__Task statement__: The listing below should be written out exactly; please include all of it.
"""
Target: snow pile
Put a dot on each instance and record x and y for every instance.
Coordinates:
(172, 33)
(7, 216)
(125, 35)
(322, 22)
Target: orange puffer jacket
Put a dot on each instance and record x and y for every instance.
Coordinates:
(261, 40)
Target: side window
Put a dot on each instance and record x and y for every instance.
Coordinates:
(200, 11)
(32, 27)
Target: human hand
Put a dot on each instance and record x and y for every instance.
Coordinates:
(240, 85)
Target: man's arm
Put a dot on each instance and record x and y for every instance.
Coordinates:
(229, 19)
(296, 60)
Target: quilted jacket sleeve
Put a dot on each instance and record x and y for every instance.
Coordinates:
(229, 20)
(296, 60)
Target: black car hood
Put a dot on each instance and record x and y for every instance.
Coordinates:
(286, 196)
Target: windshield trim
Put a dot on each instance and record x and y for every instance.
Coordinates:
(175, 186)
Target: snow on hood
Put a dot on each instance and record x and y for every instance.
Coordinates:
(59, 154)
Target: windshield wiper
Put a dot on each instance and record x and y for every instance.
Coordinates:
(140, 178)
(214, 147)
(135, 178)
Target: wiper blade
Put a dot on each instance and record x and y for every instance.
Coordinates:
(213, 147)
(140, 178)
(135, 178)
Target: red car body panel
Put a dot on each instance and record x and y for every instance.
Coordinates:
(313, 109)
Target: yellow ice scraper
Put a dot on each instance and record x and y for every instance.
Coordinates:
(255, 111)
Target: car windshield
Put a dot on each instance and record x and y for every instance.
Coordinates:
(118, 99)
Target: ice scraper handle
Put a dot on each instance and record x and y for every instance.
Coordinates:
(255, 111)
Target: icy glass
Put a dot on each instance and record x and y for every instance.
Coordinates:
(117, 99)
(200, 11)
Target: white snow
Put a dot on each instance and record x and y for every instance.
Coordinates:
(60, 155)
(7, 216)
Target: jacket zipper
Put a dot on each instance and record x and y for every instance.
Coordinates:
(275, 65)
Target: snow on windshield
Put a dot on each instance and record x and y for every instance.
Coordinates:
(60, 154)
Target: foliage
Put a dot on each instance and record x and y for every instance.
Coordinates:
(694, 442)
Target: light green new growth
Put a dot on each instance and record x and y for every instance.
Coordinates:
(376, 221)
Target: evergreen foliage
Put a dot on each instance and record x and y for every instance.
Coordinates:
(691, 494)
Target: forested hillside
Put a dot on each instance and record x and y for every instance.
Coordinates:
"""
__Response below__:
Target: snow pile
Put a dot on each instance and record x and y for every instance.
Coordinates:
(172, 33)
(7, 216)
(125, 35)
(322, 22)
Target: orange puffer jacket
Put a dot on each instance and record x and y for every instance.
Coordinates:
(261, 40)
Target: side window
Put a dot on each instance and record x and y for every instance.
Coordinates:
(200, 11)
(32, 27)
Target: human hand
Put a dot on each instance and record x and y for every instance.
Coordinates:
(240, 85)
Target: man's arm
Put a dot on each instance and record x and y for every instance.
Coordinates:
(229, 19)
(296, 60)
Target: quilted jacket sleeve
Put a dot on each instance and record x and y for every instance.
Coordinates:
(229, 20)
(296, 60)
Target: black car hood
Put a dot on each instance and record x and y for every instance.
Coordinates:
(286, 196)
Target: windshield trim
Put a dot on each instance and record x and y for every instance.
Coordinates:
(175, 186)
Target: snow on hood
Put a dot on each instance and record x and y for every instance.
Coordinates:
(59, 154)
Target: windshield wiper
Put a dot on each instance and record x and y for every instance.
Coordinates:
(140, 178)
(214, 147)
(135, 178)
Target: wiper blade
Put a dot on each instance and record x and y for every instance.
Coordinates:
(213, 147)
(140, 178)
(135, 178)
Target: red car body panel
Put a dot on each instance and record x and y for every instance.
Coordinates:
(313, 109)
Target: yellow ice scraper
Put a dot on each instance and record x and y for every instance.
Coordinates:
(255, 111)
Target: car windshield
Put a dot on each instance and record x and y for every instance.
Coordinates:
(118, 99)
Target: ice scraper handle
Put a dot on each instance and record x and y for every instance.
Coordinates:
(255, 111)
Target: icy glass
Put a dot on each instance and record x and y for every instance.
Coordinates:
(117, 99)
(200, 11)
Target: white snow
Put a dot on each instance and record x and y for every instance.
Coordinates:
(60, 155)
(7, 216)
Target: jacket zipper
Put a dot on each instance and record x and y for every instance.
Coordinates:
(275, 65)
Target: snow on windshield
Put a dot on each instance and record x and y for every instance.
Coordinates:
(60, 154)
Target: foliage
Put a dot on each instance and record x and y for every instance.
Coordinates:
(694, 442)
Target: light green new growth
Put a dot on each instance and record x and y for every instance.
Coordinates:
(376, 221)
Target: evergreen foliage
Put a dot on each instance and record x and y for every instance.
Coordinates:
(691, 494)
Target: forested hillside
Put a dot on each instance and record x and y for every instance.
Coordinates:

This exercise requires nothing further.